Short exercise:
Format all of the rows below as a JSON list of strings, with one string for each line and no blank lines.

Entries shown:
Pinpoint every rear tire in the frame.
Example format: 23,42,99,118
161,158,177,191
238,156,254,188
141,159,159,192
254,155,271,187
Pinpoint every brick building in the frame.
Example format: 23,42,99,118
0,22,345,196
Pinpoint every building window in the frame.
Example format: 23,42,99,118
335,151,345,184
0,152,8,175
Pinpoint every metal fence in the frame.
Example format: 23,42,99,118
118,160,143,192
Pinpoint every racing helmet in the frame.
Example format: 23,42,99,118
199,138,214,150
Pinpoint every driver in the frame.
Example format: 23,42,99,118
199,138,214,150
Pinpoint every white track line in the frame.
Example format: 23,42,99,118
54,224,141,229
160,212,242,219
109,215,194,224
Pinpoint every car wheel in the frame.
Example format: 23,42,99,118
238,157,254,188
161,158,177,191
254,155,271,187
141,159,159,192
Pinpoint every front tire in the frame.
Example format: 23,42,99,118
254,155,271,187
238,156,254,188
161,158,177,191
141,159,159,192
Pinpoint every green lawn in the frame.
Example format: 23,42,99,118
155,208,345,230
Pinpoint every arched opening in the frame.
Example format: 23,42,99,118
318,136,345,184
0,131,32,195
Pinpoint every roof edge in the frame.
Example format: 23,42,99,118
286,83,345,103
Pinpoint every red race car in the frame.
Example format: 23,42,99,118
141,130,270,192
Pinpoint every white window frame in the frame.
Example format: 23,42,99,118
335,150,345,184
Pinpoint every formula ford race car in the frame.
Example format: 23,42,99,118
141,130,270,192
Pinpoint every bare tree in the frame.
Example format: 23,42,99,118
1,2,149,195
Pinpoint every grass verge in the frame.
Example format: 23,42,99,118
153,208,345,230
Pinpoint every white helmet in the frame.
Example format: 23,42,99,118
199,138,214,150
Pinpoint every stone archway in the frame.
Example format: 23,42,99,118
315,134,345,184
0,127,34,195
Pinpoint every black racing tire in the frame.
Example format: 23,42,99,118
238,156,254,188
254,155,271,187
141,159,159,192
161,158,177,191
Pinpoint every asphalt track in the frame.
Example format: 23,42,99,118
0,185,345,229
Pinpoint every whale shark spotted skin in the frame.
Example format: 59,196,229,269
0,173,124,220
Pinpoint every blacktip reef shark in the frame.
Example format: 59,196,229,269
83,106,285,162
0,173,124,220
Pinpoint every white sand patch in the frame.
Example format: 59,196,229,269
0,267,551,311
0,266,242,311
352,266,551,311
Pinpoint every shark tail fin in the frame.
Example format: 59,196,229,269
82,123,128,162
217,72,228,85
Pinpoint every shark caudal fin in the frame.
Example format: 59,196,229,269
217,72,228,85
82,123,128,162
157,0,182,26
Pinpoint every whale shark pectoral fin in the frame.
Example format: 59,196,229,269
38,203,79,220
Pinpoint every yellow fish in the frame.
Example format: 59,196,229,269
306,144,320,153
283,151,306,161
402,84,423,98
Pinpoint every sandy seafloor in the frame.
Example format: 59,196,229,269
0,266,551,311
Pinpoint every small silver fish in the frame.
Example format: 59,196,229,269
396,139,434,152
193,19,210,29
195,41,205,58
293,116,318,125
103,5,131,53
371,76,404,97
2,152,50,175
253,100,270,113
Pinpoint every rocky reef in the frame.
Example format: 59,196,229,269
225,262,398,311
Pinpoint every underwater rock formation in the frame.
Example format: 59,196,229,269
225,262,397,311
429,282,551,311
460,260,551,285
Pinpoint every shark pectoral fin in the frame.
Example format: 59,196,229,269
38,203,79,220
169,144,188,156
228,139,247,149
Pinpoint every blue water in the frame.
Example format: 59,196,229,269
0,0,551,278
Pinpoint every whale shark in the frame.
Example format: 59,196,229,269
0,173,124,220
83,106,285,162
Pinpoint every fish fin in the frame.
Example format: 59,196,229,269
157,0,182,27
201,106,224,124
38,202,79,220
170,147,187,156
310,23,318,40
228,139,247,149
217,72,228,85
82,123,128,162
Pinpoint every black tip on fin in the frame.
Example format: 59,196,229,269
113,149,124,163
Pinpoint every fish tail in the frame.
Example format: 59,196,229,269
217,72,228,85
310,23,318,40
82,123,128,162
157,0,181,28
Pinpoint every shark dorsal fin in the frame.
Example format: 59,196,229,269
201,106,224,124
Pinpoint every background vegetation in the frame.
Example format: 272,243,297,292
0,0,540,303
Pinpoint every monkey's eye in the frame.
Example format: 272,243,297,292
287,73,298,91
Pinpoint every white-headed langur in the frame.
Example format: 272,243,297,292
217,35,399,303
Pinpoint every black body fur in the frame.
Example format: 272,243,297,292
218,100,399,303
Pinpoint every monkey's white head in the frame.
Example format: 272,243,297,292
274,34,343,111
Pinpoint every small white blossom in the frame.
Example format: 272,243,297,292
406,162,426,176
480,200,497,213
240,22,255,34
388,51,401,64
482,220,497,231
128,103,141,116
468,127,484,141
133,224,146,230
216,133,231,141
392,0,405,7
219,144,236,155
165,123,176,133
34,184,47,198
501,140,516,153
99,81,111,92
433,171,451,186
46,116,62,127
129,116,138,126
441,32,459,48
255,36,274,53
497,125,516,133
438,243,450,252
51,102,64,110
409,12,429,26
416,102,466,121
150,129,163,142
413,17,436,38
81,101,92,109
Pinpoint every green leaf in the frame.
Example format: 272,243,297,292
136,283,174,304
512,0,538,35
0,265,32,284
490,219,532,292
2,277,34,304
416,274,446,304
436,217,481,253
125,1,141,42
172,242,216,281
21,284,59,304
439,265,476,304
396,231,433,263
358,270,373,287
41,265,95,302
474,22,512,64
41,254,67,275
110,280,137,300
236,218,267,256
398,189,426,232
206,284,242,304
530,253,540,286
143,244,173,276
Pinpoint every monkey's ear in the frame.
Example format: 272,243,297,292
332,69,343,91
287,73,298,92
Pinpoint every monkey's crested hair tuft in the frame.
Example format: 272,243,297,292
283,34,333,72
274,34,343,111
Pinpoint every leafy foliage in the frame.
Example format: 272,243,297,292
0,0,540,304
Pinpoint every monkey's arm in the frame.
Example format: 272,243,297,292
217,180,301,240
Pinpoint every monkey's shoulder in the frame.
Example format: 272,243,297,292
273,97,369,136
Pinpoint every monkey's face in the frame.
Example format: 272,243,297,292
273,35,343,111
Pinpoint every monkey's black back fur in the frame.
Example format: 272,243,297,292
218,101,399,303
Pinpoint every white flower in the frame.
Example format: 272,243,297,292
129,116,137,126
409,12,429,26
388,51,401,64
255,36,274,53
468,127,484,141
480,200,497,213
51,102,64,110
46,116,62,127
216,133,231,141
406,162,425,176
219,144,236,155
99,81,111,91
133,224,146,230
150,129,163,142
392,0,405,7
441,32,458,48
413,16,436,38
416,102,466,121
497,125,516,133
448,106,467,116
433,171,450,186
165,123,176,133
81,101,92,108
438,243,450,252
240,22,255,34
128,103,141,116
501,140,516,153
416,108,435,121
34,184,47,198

Response to this task:
[
  "Pinpoint every rear tire in the frame.",
  "Example format: 23,42,99,118",
  "161,158,177,191",
  "238,156,254,188",
  "141,159,159,192",
  "254,155,271,187",
  "Pinpoint every brick building in the frame.",
  "Example format: 23,42,99,118",
  "0,22,345,196",
  "Pinpoint every building window in the frame.",
  "Example format: 23,42,99,118",
  "335,151,345,184",
  "0,152,8,175",
  "Pinpoint every metal fence in the frame.",
  "Example format: 23,42,99,118",
  "118,160,143,192",
  "Pinpoint every racing helmet in the frame.",
  "Example format: 23,42,99,118",
  "199,138,214,150",
  "Pinpoint every driver in the frame.",
  "Example format: 23,42,99,118",
  "199,138,214,150",
  "Pinpoint every white track line in the frame.",
  "Example format: 23,42,99,118",
  "54,224,141,229",
  "160,212,242,219",
  "109,215,194,224",
  "Pinpoint every car wheel in the frame.",
  "Example format: 23,42,99,118",
  "238,157,254,188",
  "161,158,177,191",
  "254,155,271,187",
  "141,159,159,192",
  "Pinpoint every front tire in the frame.",
  "Example format: 23,42,99,118",
  "254,155,271,187",
  "238,156,254,188",
  "161,158,177,191",
  "141,159,159,192",
  "Pinpoint every green lawn in the frame.",
  "Example format: 23,42,99,118",
  "155,208,345,230",
  "Pinpoint every arched opening in the frame.",
  "Example format: 23,42,99,118",
  "318,136,345,184",
  "0,131,32,195",
  "Pinpoint every roof edge in the frame.",
  "Example format: 23,42,99,118",
  "286,83,345,103",
  "Pinpoint every red race car in the frame.",
  "Example format: 23,42,99,118",
  "141,130,270,192",
  "Pinpoint every white window frame in the frame.",
  "Example format: 23,42,99,118",
  "335,150,345,184",
  "Pinpoint every formula ford race car in the frame.",
  "Example format: 23,42,99,118",
  "141,130,270,192",
  "Pinpoint every bare tree in the frame.",
  "Example format: 23,42,99,118",
  "1,2,149,195",
  "Pinpoint every grass verge in the frame.",
  "Example format: 23,42,99,118",
  "153,208,345,230",
  "Pinpoint every white helmet in the frame.",
  "Example format: 23,42,99,118",
  "199,138,214,150",
  "Pinpoint every stone archway in the frame.",
  "Example format: 23,42,99,118",
  "315,134,345,184",
  "0,127,34,195",
  "Pinpoint every black racing tire in the frame.",
  "Example format: 23,42,99,118",
  "238,156,254,188",
  "254,155,271,187",
  "141,159,159,192",
  "161,158,177,191",
  "Pinpoint every asphalt track in the frame.",
  "Example format: 23,42,99,118",
  "0,185,345,229",
  "Pinpoint every whale shark spotted skin in the frame.",
  "Example format: 59,196,229,269",
  "0,173,124,220",
  "Pinpoint every blacktip reef shark in the frame.",
  "Example format: 59,196,229,269",
  "83,106,285,162",
  "0,173,124,220",
  "Pinpoint every white sand patch in the frame.",
  "Example format: 59,196,229,269",
  "0,267,551,311",
  "0,266,242,311",
  "352,266,551,311",
  "Pinpoint every shark tail fin in the frame.",
  "Example format: 59,196,229,269",
  "82,123,128,162",
  "217,72,228,85",
  "Pinpoint every shark caudal fin in the frame.",
  "Example format: 59,196,229,269",
  "217,72,228,85",
  "82,123,128,162",
  "157,0,182,26",
  "Pinpoint every whale shark pectoral fin in the frame.",
  "Example format: 59,196,229,269",
  "38,203,79,220",
  "Pinpoint every yellow fish in the frame.",
  "Example format: 59,196,229,269",
  "306,144,320,153",
  "283,151,306,161",
  "402,84,423,98",
  "Pinpoint every sandy seafloor in the frame.",
  "Example format: 59,196,229,269",
  "0,266,551,311",
  "Pinpoint every small silver fish in the frame.",
  "Example format: 59,196,229,269",
  "396,139,434,152",
  "193,19,210,29",
  "195,41,205,58",
  "293,116,318,125",
  "103,5,131,53",
  "371,76,404,97",
  "2,152,50,175",
  "253,100,270,113",
  "Pinpoint every rocky reef in the frame.",
  "Example format: 59,196,229,269",
  "225,262,398,311",
  "Pinpoint every underwater rock formation in the frame.",
  "Example format: 59,196,229,269",
  "225,262,397,311",
  "429,282,551,311",
  "460,260,551,285",
  "Pinpoint every shark pectoral fin in the frame.",
  "Example format: 59,196,229,269",
  "38,203,79,220",
  "169,144,188,156",
  "228,139,247,149",
  "Pinpoint every blue water in the frame.",
  "Example format: 59,196,229,269",
  "0,0,551,278",
  "Pinpoint every whale shark in the frame.",
  "Example format: 59,196,229,269",
  "0,173,124,220",
  "83,106,285,162",
  "Pinpoint every fish fin in the frame.",
  "Example format: 59,196,229,269",
  "157,0,182,27",
  "201,106,224,124",
  "38,202,79,220",
  "170,147,187,156",
  "310,23,318,40",
  "228,139,247,149",
  "217,72,228,85",
  "82,123,128,162",
  "Pinpoint every black tip on fin in the frame.",
  "Example format: 59,196,229,269",
  "113,149,124,163",
  "Pinpoint every fish tail in the frame.",
  "Example format: 59,196,229,269",
  "217,72,228,85",
  "310,23,318,40",
  "82,123,128,162",
  "157,0,181,28",
  "Pinpoint every shark dorsal fin in the frame.",
  "Example format: 59,196,229,269",
  "201,106,224,124",
  "Pinpoint every background vegetation in the frame.",
  "Example format: 272,243,297,292",
  "0,0,540,303",
  "Pinpoint every monkey's eye in the frame.",
  "Example format: 272,243,297,292",
  "287,73,298,91",
  "Pinpoint every white-headed langur in the frame.",
  "Example format: 272,243,297,292",
  "217,35,399,303",
  "Pinpoint every black body fur in the frame.",
  "Example format: 272,243,297,292",
  "218,100,399,303",
  "Pinpoint every monkey's white head in the frame.",
  "Example format: 272,243,297,292",
  "274,34,343,111",
  "Pinpoint every small white blossom in the frame.",
  "Example format: 272,243,297,292",
  "406,162,426,176",
  "480,200,497,213",
  "240,22,255,34",
  "388,51,401,64",
  "482,220,497,231",
  "128,103,141,116",
  "468,127,484,141",
  "133,224,146,230",
  "216,133,231,141",
  "392,0,405,7",
  "219,144,236,155",
  "165,123,176,133",
  "34,184,47,198",
  "501,140,516,153",
  "99,81,111,92",
  "433,171,451,186",
  "46,116,62,127",
  "129,116,138,126",
  "441,32,459,48",
  "255,36,274,53",
  "497,125,516,133",
  "438,243,450,252",
  "51,102,64,110",
  "409,12,429,26",
  "416,102,466,121",
  "150,129,163,142",
  "413,17,436,38",
  "81,101,92,109",
  "Pinpoint every green leaf in the frame.",
  "Example format: 272,243,297,292",
  "136,283,174,304",
  "512,0,538,35",
  "0,265,32,284",
  "490,219,532,292",
  "2,277,34,304",
  "416,274,446,304",
  "436,217,481,253",
  "125,1,141,42",
  "172,242,216,281",
  "21,284,59,304",
  "439,265,476,304",
  "396,231,433,263",
  "358,270,373,287",
  "41,265,95,302",
  "474,22,512,64",
  "41,254,67,275",
  "110,280,137,300",
  "236,218,267,256",
  "398,189,426,232",
  "206,284,242,304",
  "530,253,540,286",
  "143,244,173,276",
  "Pinpoint every monkey's ear in the frame.",
  "Example format: 272,243,297,292",
  "332,69,343,91",
  "287,73,298,92",
  "Pinpoint every monkey's crested hair tuft in the frame.",
  "Example format: 272,243,297,292",
  "283,34,333,72",
  "274,34,343,111",
  "Pinpoint every leafy foliage in the frame.",
  "Example format: 272,243,297,292",
  "0,0,540,304",
  "Pinpoint every monkey's arm in the frame.",
  "Example format: 272,243,297,292",
  "217,180,301,240",
  "Pinpoint every monkey's shoulder in the frame.",
  "Example format: 272,243,297,292",
  "273,97,369,136",
  "Pinpoint every monkey's face in the frame.",
  "Example format: 272,243,297,292",
  "273,35,343,111",
  "Pinpoint every monkey's black back fur in the frame.",
  "Example format: 272,243,297,292",
  "218,101,399,303",
  "Pinpoint every white flower in the frame.",
  "Example format: 272,243,297,292",
  "129,116,137,126",
  "409,12,429,26",
  "388,51,401,64",
  "255,36,274,53",
  "468,127,484,141",
  "480,200,497,213",
  "51,102,64,110",
  "46,116,62,127",
  "216,133,231,141",
  "406,162,425,176",
  "219,144,236,155",
  "99,81,111,91",
  "133,224,146,230",
  "150,129,163,142",
  "392,0,405,7",
  "441,32,458,48",
  "413,16,436,38",
  "416,102,466,121",
  "497,125,516,133",
  "448,106,467,116",
  "433,171,450,186",
  "165,123,176,133",
  "81,101,92,108",
  "438,243,450,252",
  "240,22,255,34",
  "128,103,141,116",
  "501,140,516,153",
  "416,108,435,121",
  "34,184,47,198"
]